(Image-grounded pointing data)
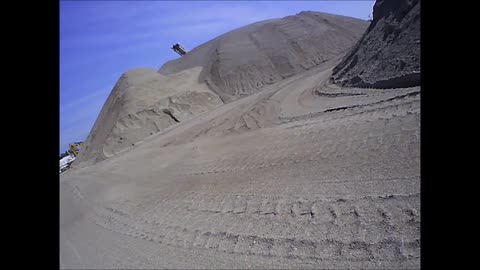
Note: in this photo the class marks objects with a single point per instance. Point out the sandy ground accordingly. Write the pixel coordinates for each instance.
(301, 174)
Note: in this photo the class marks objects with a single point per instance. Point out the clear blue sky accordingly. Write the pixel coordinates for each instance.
(99, 40)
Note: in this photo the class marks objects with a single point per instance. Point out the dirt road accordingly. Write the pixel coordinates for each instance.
(299, 175)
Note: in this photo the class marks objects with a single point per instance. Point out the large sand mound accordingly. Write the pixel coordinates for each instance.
(388, 55)
(242, 61)
(300, 174)
(236, 64)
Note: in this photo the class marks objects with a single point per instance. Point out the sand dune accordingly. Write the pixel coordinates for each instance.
(297, 172)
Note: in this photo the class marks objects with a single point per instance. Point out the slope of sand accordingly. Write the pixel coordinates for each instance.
(388, 54)
(234, 65)
(299, 174)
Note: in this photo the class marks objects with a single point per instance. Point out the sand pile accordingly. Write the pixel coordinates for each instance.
(388, 55)
(234, 65)
(241, 62)
(142, 103)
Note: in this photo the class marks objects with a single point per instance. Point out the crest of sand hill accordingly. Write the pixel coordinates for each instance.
(236, 64)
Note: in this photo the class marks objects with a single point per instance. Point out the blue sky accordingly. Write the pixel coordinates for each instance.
(100, 40)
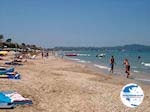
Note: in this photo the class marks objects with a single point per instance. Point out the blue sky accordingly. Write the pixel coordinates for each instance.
(50, 23)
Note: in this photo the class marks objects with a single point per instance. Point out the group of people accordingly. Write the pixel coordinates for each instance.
(45, 54)
(126, 63)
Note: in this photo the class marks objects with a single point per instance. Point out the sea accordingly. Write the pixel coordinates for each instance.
(140, 67)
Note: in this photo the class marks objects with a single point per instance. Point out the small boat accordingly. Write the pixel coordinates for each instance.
(71, 54)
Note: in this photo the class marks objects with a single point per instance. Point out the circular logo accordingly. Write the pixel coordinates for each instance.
(132, 95)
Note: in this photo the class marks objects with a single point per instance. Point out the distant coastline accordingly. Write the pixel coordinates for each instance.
(125, 47)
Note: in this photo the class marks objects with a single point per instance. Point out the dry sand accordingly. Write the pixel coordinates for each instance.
(57, 85)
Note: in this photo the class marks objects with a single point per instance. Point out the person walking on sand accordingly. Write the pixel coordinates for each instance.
(127, 67)
(112, 61)
(47, 54)
(42, 54)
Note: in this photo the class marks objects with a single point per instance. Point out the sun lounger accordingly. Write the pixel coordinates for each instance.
(10, 75)
(5, 102)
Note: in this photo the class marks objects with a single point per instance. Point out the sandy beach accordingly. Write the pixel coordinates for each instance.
(59, 85)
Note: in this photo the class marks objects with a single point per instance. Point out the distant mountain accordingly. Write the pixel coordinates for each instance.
(125, 47)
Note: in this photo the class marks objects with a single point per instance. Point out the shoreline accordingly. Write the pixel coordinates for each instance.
(145, 79)
(56, 84)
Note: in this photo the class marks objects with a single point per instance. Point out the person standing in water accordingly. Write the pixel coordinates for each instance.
(127, 67)
(112, 61)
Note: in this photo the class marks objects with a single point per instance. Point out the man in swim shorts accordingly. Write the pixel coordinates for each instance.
(127, 67)
(112, 61)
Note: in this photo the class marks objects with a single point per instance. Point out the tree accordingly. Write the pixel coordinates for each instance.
(9, 40)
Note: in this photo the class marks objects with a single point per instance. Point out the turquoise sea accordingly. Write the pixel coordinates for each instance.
(140, 68)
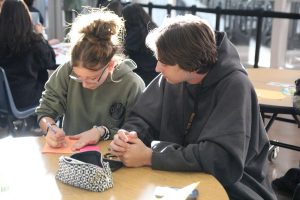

■ **How to complete this task**: Return the records above in their entirety, word for word, with the pictures removed.

■ **Response area**:
Note: in this photo the class marks objects with a single point per instance. Point out the sandy ground accordingly. Write the pixel coordinates for each instance.
(301, 174)
Note: in this photo the class marks objects with a single point per instance. Point out the clear blue sky accordingly. Write the pixel coordinates for each instance.
(99, 40)
Note: in this photo the class marks objects with a single point per instance. Point out the dirt road accordingly. Write the pixel coordinates for each instance.
(299, 175)
Note: in this photo the class marks objects with a single point per instance. Point out the large sand mound accordingly. Write the pixel coordinates for each instance.
(388, 55)
(242, 61)
(300, 174)
(236, 64)
Note: in this photo the class marks objects with a single point per instance. Point out the sand dune accordingly. Write the pixel coordinates for each instance.
(297, 172)
Note: in this photo the class marks objects with a single point per instance. Point out the slope of sand accordingly. Write the pixel coordinates for each instance.
(388, 54)
(234, 65)
(299, 174)
Note: in this photo the class marks objects with a single point per instance. Point out the sand pile accordingly. Write the pixel coordinates for each instance.
(388, 55)
(234, 65)
(241, 62)
(142, 103)
Note: in this photo the class marks objects with a single point per instance. Point out the crest of sand hill accordingly. Write the pixel coordinates for each instance.
(236, 64)
Note: in this photo the class marks objects with a single point per instance. Point out the blue sky accordingly. Write the pixel coordinates for each instance.
(100, 40)
Note: in this photo the class marks objects with a single point per instance. Point out the blue sky accordingly. Write the pixel coordinates for each instance.
(50, 23)
Note: in this photo the class marks objects with a single point per instance. Point out the group of people accordingly. Write the pixel coordinates for each instance.
(45, 54)
(126, 63)
Note: in this photo the class marks objects with a single point per instance. Point out the sea accordingly. Write the pixel coordinates for each instance.
(140, 67)
Note: in this photo the class marks objects with a single point per instance. Point out the small boat accordingly. Write the pixel coordinates for each instance.
(71, 54)
Note: in this photo the class marks objects with a single point per instance. Point out the circular logo accordingly. Write the pixel coordinates for each instance.
(132, 95)
Note: in this photo the class marks objects with a single point per instance. Point out the distant coastline accordingly. Write the pixel coordinates for each instance.
(125, 47)
Note: in this photo the class marks objects with a single point per instance. Point out the dry sand accordingly. Write the pixel coordinates for each instance.
(57, 85)
Note: in this photo the class marks objects with a single point per instance. Point out the person walking on sand accordingly. Write the pixel coordinates for each instance.
(127, 67)
(112, 61)
(47, 54)
(42, 54)
Note: in this photo the class marks objects with a single point per instance. Point out the sun lounger accordingly. Write the pixel coordinates for each instance.
(10, 75)
(5, 102)
Note: in this photo the class marks objects with a single point per instance. Point out the sandy beach accordingly. Write the pixel coordinates for each instance.
(59, 85)
Note: in this photo the class marks objects with a single point per instance. Point out the distant mountain accordingly. Write the pixel coordinates for each instance.
(125, 47)
Note: in this photo the class marks objects with a single point per instance. Point out the shoreline accordingly. Write the pixel coordinates for each instance.
(145, 79)
(56, 84)
Note: in this photo the class marks objects with a single point per instance. Point out the person standing in water accordingly. Write the pixel coordinates for each instance.
(127, 67)
(112, 61)
Note: in this photo the class marks objects with a single point per instance. Point out the man in swim shorts accordingly. Write the pixel coordinates for each instance.
(127, 67)
(112, 61)
Note: in this photo the class marks objects with a single point per instance. Point out the tree accordingly. Write the pixel coordinates for each instance.
(9, 40)
Note: in this photo the class marks objects with a single point per instance. Point out the turquoise sea accordingly. Write the pixel coordinates for each instance.
(140, 68)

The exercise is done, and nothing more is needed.